» **Action item**:
Without including any pictures, give back all of the data exactly.

» **Records for the exercise**:
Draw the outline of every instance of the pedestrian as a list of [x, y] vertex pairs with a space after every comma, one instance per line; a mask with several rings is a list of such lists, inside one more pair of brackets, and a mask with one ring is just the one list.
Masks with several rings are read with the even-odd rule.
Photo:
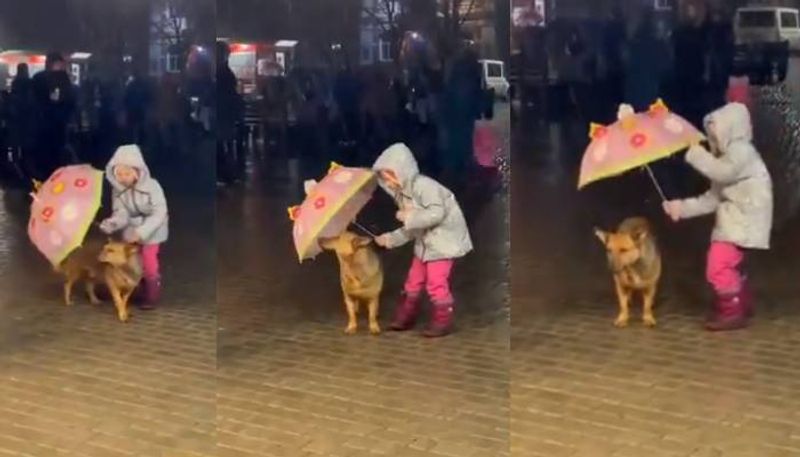
[[605, 105], [603, 118], [610, 117], [611, 111], [623, 102], [623, 83], [625, 80], [625, 67], [623, 54], [627, 41], [625, 17], [622, 9], [617, 6], [611, 12], [611, 17], [605, 23], [603, 30], [603, 67], [605, 77]]
[[673, 35], [677, 111], [701, 127], [708, 79], [708, 29], [697, 7], [689, 4]]
[[402, 143], [390, 146], [378, 157], [373, 169], [381, 187], [391, 195], [403, 226], [378, 236], [375, 242], [388, 249], [411, 240], [414, 260], [404, 293], [389, 328], [410, 330], [416, 323], [422, 289], [428, 292], [433, 315], [423, 335], [445, 336], [453, 330], [455, 299], [450, 291], [450, 273], [455, 260], [472, 250], [469, 229], [453, 193], [420, 174], [411, 150]]
[[148, 82], [136, 69], [125, 84], [123, 105], [128, 127], [128, 141], [144, 144], [147, 130], [147, 112], [150, 109], [151, 92]]
[[667, 46], [657, 33], [653, 13], [646, 11], [625, 48], [625, 103], [637, 112], [661, 96], [669, 59]]
[[31, 153], [34, 146], [33, 85], [28, 64], [17, 65], [17, 75], [11, 83], [11, 147], [13, 160], [25, 178], [34, 176]]
[[570, 30], [563, 53], [562, 77], [567, 84], [569, 102], [580, 120], [588, 124], [595, 119], [597, 103], [593, 94], [595, 60], [577, 26]]
[[716, 294], [711, 331], [746, 327], [753, 313], [747, 277], [740, 270], [745, 250], [769, 249], [772, 229], [772, 180], [752, 144], [745, 105], [730, 103], [704, 120], [711, 151], [692, 146], [687, 162], [711, 180], [705, 194], [664, 203], [674, 220], [716, 212], [708, 250], [706, 279]]
[[[647, 111], [662, 95], [668, 62], [667, 44], [658, 36], [653, 12], [646, 10], [625, 47], [625, 103], [636, 112]], [[667, 158], [652, 168], [668, 195], [680, 195], [684, 164]]]
[[244, 117], [244, 101], [237, 89], [236, 75], [228, 62], [230, 49], [223, 41], [217, 44], [216, 109], [217, 109], [217, 178], [229, 185], [237, 179], [236, 127]]
[[31, 85], [36, 116], [34, 177], [44, 181], [70, 161], [67, 126], [75, 114], [76, 102], [64, 57], [58, 52], [49, 53], [44, 71], [33, 77]]
[[725, 91], [733, 73], [736, 53], [733, 24], [719, 9], [712, 11], [708, 23], [708, 107], [717, 109], [725, 104]]
[[106, 165], [113, 188], [113, 214], [100, 224], [107, 233], [141, 245], [144, 303], [153, 309], [161, 296], [159, 251], [169, 236], [169, 214], [164, 190], [150, 175], [142, 151], [135, 144], [120, 146]]
[[473, 49], [464, 49], [453, 61], [445, 82], [445, 151], [442, 171], [452, 184], [462, 184], [472, 164], [475, 122], [484, 109], [481, 64]]

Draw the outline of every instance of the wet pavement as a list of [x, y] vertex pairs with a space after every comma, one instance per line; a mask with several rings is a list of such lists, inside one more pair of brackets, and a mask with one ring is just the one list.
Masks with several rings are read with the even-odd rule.
[[213, 144], [188, 149], [151, 157], [170, 203], [163, 307], [128, 324], [62, 304], [25, 234], [29, 197], [0, 190], [0, 455], [215, 455]]
[[[296, 260], [286, 208], [299, 183], [285, 162], [257, 159], [252, 171], [217, 203], [219, 455], [509, 455], [505, 196], [462, 201], [476, 251], [454, 273], [456, 334], [373, 337], [362, 321], [348, 337], [333, 256]], [[361, 222], [388, 230], [389, 214], [379, 196]], [[410, 255], [381, 253], [384, 327]]]
[[[800, 456], [800, 221], [750, 258], [755, 325], [707, 333], [713, 221], [667, 223], [638, 172], [576, 191], [583, 129], [528, 120], [513, 133], [512, 454]], [[637, 321], [640, 307], [629, 328], [612, 325], [592, 233], [634, 215], [655, 224], [663, 252], [654, 330]]]

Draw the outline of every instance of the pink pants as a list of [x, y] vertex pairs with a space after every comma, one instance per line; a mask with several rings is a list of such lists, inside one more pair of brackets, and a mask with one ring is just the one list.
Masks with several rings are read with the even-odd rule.
[[425, 288], [434, 304], [452, 305], [453, 295], [450, 293], [450, 272], [453, 271], [453, 260], [436, 260], [423, 262], [414, 257], [408, 271], [405, 292], [409, 297], [419, 297]]
[[142, 246], [142, 274], [146, 279], [159, 279], [161, 272], [158, 263], [160, 244], [145, 244]]
[[708, 248], [706, 280], [718, 294], [737, 294], [742, 289], [742, 273], [739, 266], [744, 253], [731, 243], [714, 241]]

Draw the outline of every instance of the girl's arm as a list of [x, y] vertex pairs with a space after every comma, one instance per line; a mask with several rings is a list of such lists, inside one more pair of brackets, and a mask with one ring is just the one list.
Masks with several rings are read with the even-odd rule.
[[153, 204], [153, 213], [145, 217], [142, 225], [136, 228], [136, 234], [139, 235], [139, 238], [142, 240], [153, 236], [153, 233], [167, 221], [167, 199], [160, 185], [153, 186], [153, 190], [150, 192], [150, 198]]
[[391, 231], [384, 235], [387, 239], [386, 248], [387, 249], [394, 249], [403, 246], [404, 244], [411, 241], [412, 237], [404, 228], [399, 228], [397, 230]]
[[705, 216], [711, 214], [719, 207], [719, 194], [715, 189], [710, 189], [703, 195], [679, 200], [681, 219]]
[[748, 151], [741, 146], [733, 146], [721, 157], [715, 157], [700, 145], [689, 148], [686, 161], [697, 171], [713, 182], [730, 184], [734, 182], [747, 165]]
[[111, 216], [100, 223], [100, 229], [110, 235], [122, 230], [128, 225], [129, 221], [130, 214], [128, 214], [128, 209], [119, 196], [114, 195], [111, 201]]
[[420, 189], [417, 196], [419, 208], [414, 208], [408, 212], [405, 220], [405, 228], [411, 230], [428, 230], [441, 224], [446, 215], [445, 201], [439, 189], [433, 186], [419, 184]]

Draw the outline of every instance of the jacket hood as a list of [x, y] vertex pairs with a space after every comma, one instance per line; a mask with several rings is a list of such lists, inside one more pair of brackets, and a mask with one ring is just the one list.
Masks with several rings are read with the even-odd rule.
[[[400, 181], [400, 185], [404, 191], [409, 189], [414, 178], [419, 175], [419, 165], [417, 165], [417, 161], [414, 159], [414, 154], [411, 152], [411, 149], [403, 143], [393, 144], [383, 151], [378, 157], [378, 160], [375, 161], [375, 165], [372, 166], [372, 169], [376, 173], [381, 170], [393, 172]], [[386, 186], [382, 179], [378, 179], [378, 183], [389, 195], [394, 195], [394, 192]]]
[[108, 182], [110, 182], [115, 189], [124, 190], [125, 186], [117, 181], [117, 178], [114, 176], [114, 167], [117, 165], [127, 165], [139, 171], [139, 180], [136, 183], [137, 186], [145, 184], [150, 179], [150, 169], [144, 161], [141, 149], [135, 144], [126, 144], [117, 148], [111, 160], [108, 161], [108, 165], [106, 165], [106, 179], [108, 179]]
[[709, 124], [714, 123], [714, 133], [719, 142], [721, 153], [737, 141], [753, 141], [753, 124], [750, 121], [750, 112], [741, 103], [728, 103], [722, 108], [712, 112], [703, 120], [706, 132]]

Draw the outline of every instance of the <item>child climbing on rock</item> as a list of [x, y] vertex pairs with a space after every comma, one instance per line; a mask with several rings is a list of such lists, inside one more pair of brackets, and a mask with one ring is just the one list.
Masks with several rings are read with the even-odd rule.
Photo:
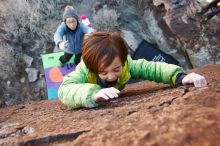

» **Task result**:
Draw the outline of every instance of the pedestrian as a list of [x, y] vertex pairs with a space after every comma, one instance per line; a mask with several rings is a list of such lists, inside one more pair of brackets, and a mask with one ring is just the one list.
Masks with several rings are read with the even-odd rule.
Photo:
[[605, 105], [603, 118], [610, 117], [611, 111], [623, 102], [623, 83], [625, 80], [625, 67], [623, 54], [627, 41], [625, 17], [622, 9], [617, 6], [611, 12], [611, 17], [605, 23], [603, 30], [603, 67], [605, 77]]
[[673, 35], [677, 111], [701, 127], [708, 79], [708, 29], [697, 7], [689, 4]]
[[402, 143], [390, 146], [378, 157], [373, 169], [381, 187], [391, 195], [403, 226], [378, 236], [375, 242], [388, 249], [411, 240], [414, 260], [404, 293], [389, 328], [410, 330], [416, 323], [422, 289], [428, 292], [433, 315], [423, 335], [445, 336], [453, 330], [455, 299], [450, 291], [450, 273], [455, 260], [472, 250], [469, 229], [453, 193], [420, 174], [411, 150]]
[[148, 82], [136, 69], [125, 84], [123, 105], [128, 127], [128, 141], [144, 144], [147, 130], [147, 112], [150, 109], [151, 92]]
[[667, 46], [657, 33], [653, 13], [646, 11], [625, 48], [625, 103], [637, 112], [661, 96], [669, 59]]
[[31, 153], [34, 146], [33, 85], [28, 64], [17, 65], [17, 75], [11, 83], [11, 147], [13, 160], [25, 178], [34, 176]]
[[570, 30], [563, 53], [562, 77], [567, 84], [569, 102], [580, 120], [588, 124], [595, 119], [597, 103], [593, 94], [595, 60], [577, 26]]
[[716, 294], [711, 331], [746, 327], [753, 313], [747, 277], [740, 270], [745, 250], [769, 249], [772, 229], [772, 180], [752, 144], [745, 105], [730, 103], [704, 120], [711, 151], [692, 146], [687, 162], [711, 180], [705, 194], [664, 203], [674, 220], [716, 212], [708, 250], [706, 279]]
[[[647, 111], [662, 95], [668, 62], [667, 44], [658, 36], [653, 12], [646, 10], [625, 47], [625, 103], [636, 112]], [[667, 158], [652, 168], [668, 195], [680, 195], [684, 164]]]
[[244, 117], [244, 101], [237, 89], [236, 75], [228, 62], [230, 49], [223, 41], [217, 44], [216, 109], [217, 109], [217, 178], [229, 185], [237, 179], [236, 127]]
[[31, 85], [36, 116], [34, 177], [44, 181], [70, 161], [67, 126], [75, 114], [76, 102], [64, 57], [58, 52], [49, 53], [44, 71], [33, 77]]
[[725, 91], [733, 73], [736, 53], [733, 24], [719, 9], [712, 11], [708, 23], [708, 107], [717, 109], [725, 104]]
[[106, 165], [113, 188], [113, 214], [100, 224], [107, 233], [141, 245], [144, 303], [153, 309], [161, 296], [159, 251], [169, 236], [169, 214], [164, 190], [150, 175], [142, 151], [135, 144], [120, 146]]
[[473, 49], [464, 49], [453, 61], [445, 82], [445, 151], [442, 171], [452, 184], [462, 184], [472, 164], [475, 122], [484, 109], [481, 64]]

Draw the outline of every instance of the wet pavement as a list of [x, y] vertex pairs with a space after every comma, one instance per line; a mask with several rings is a list of such lists, inside one more pair of brackets, and a mask with one ring is just the one list.
Masks with several rings are read with the even-odd rule.
[[213, 144], [188, 149], [151, 157], [170, 203], [163, 307], [128, 324], [62, 304], [25, 234], [29, 197], [0, 190], [0, 455], [215, 455]]
[[[296, 260], [286, 208], [299, 183], [285, 162], [257, 159], [252, 171], [217, 203], [219, 455], [509, 455], [505, 196], [462, 201], [476, 251], [454, 273], [456, 334], [373, 337], [362, 321], [348, 337], [333, 256]], [[361, 222], [388, 230], [389, 214], [379, 196]], [[410, 255], [381, 253], [384, 327]]]
[[[800, 456], [800, 221], [750, 258], [755, 325], [707, 333], [713, 221], [667, 223], [638, 172], [576, 191], [583, 129], [528, 120], [513, 133], [512, 454]], [[637, 321], [640, 307], [629, 328], [612, 325], [592, 233], [634, 215], [655, 224], [663, 252], [654, 330]]]

Draw the outline of every instance of the pink pants as a list of [x, y] vertex pairs with a space after every comma, one instance per line; a mask with several rings is a list of such lists, inside one more pair of brackets, and a mask with one ring is just the one list.
Masks with several rings are read with the even-odd rule.
[[425, 288], [434, 304], [452, 305], [453, 295], [450, 293], [450, 272], [453, 271], [453, 260], [436, 260], [423, 262], [414, 257], [408, 271], [405, 292], [409, 297], [419, 297]]
[[142, 246], [142, 274], [146, 279], [159, 279], [161, 272], [158, 263], [160, 244], [145, 244]]
[[708, 248], [706, 280], [718, 294], [737, 294], [742, 289], [742, 273], [739, 266], [744, 253], [731, 243], [714, 241]]

Draw the outline of every instance of the girl's arm as a list of [x, y] vertex pairs with a space after every comma, one instance per line; a mask with several rings is a list of such lists, inside one more pair of brackets, and a mask with one ring is just the one list.
Masks with several rings are read with the even-odd rule.
[[153, 204], [153, 213], [145, 217], [142, 225], [136, 228], [136, 234], [139, 235], [139, 238], [142, 240], [153, 236], [153, 233], [167, 221], [167, 199], [160, 185], [153, 186], [153, 190], [150, 192], [150, 198]]
[[391, 231], [384, 235], [387, 239], [386, 248], [387, 249], [394, 249], [403, 246], [404, 244], [411, 241], [412, 237], [404, 228], [399, 228], [397, 230]]
[[705, 216], [711, 214], [719, 207], [719, 194], [715, 189], [710, 189], [703, 195], [679, 200], [681, 219]]
[[748, 151], [741, 146], [733, 146], [721, 157], [715, 157], [700, 145], [689, 148], [686, 161], [697, 171], [713, 182], [730, 184], [734, 182], [747, 165]]
[[111, 216], [100, 223], [100, 229], [110, 235], [122, 230], [128, 225], [129, 221], [130, 214], [128, 214], [128, 209], [119, 196], [114, 195], [111, 201]]
[[420, 189], [417, 196], [419, 208], [414, 208], [408, 212], [405, 220], [405, 228], [411, 230], [428, 230], [441, 224], [446, 215], [445, 201], [439, 189], [433, 186], [419, 184]]

Draw the outline of every instance of the jacket hood as a list of [x, y] vertex pairs with a space after every comma, one instance per line; a mask with several rings is a list of such lists, inside one more pair of brackets, and a mask with one ring is just the one list.
Masks with several rings are read with the even-odd rule.
[[[400, 181], [400, 185], [404, 191], [409, 189], [414, 178], [419, 175], [419, 165], [417, 165], [417, 161], [414, 159], [414, 154], [411, 152], [411, 149], [403, 143], [393, 144], [383, 151], [378, 157], [378, 160], [375, 161], [375, 165], [372, 166], [372, 169], [376, 173], [381, 170], [393, 172]], [[386, 186], [382, 179], [378, 179], [378, 183], [389, 195], [394, 195], [394, 192]]]
[[108, 182], [110, 182], [115, 189], [124, 190], [125, 186], [117, 181], [117, 178], [114, 176], [114, 167], [117, 165], [127, 165], [139, 171], [139, 180], [136, 183], [137, 186], [145, 184], [150, 179], [150, 169], [144, 161], [141, 149], [135, 144], [126, 144], [117, 148], [111, 160], [108, 161], [108, 165], [106, 165], [106, 179], [108, 179]]
[[709, 124], [714, 123], [714, 133], [719, 142], [721, 153], [737, 141], [753, 141], [753, 124], [750, 121], [750, 112], [741, 103], [728, 103], [722, 108], [712, 112], [703, 120], [706, 132]]

Draw the outline of every instance of the <item>child climbing on rock</item> as a list of [x, y] vertex pairs with a space after every comma, one instance per line; a mask with several rings is a list of such lists, inside one more pair of brackets, and a mask with one ring is just the one list.
Masks with several rings are read with the even-odd rule.
Photo:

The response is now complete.